** Begin **

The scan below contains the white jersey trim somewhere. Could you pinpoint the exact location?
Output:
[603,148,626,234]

** End **
** Begin **

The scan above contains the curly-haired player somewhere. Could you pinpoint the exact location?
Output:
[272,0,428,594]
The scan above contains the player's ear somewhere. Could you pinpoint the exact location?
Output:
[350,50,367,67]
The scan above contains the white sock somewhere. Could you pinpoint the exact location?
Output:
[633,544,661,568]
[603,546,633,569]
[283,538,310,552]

** End **

Return verbatim the lines from the one containing "The scan above contains the white" through the one containing "[283,538,310,552]", including both of those lines.

EXERCISE ANSWER:
The scan above contains the white sock somewhere. Could you pinpoint the exact location?
Output:
[633,544,661,568]
[603,546,633,569]
[283,538,310,552]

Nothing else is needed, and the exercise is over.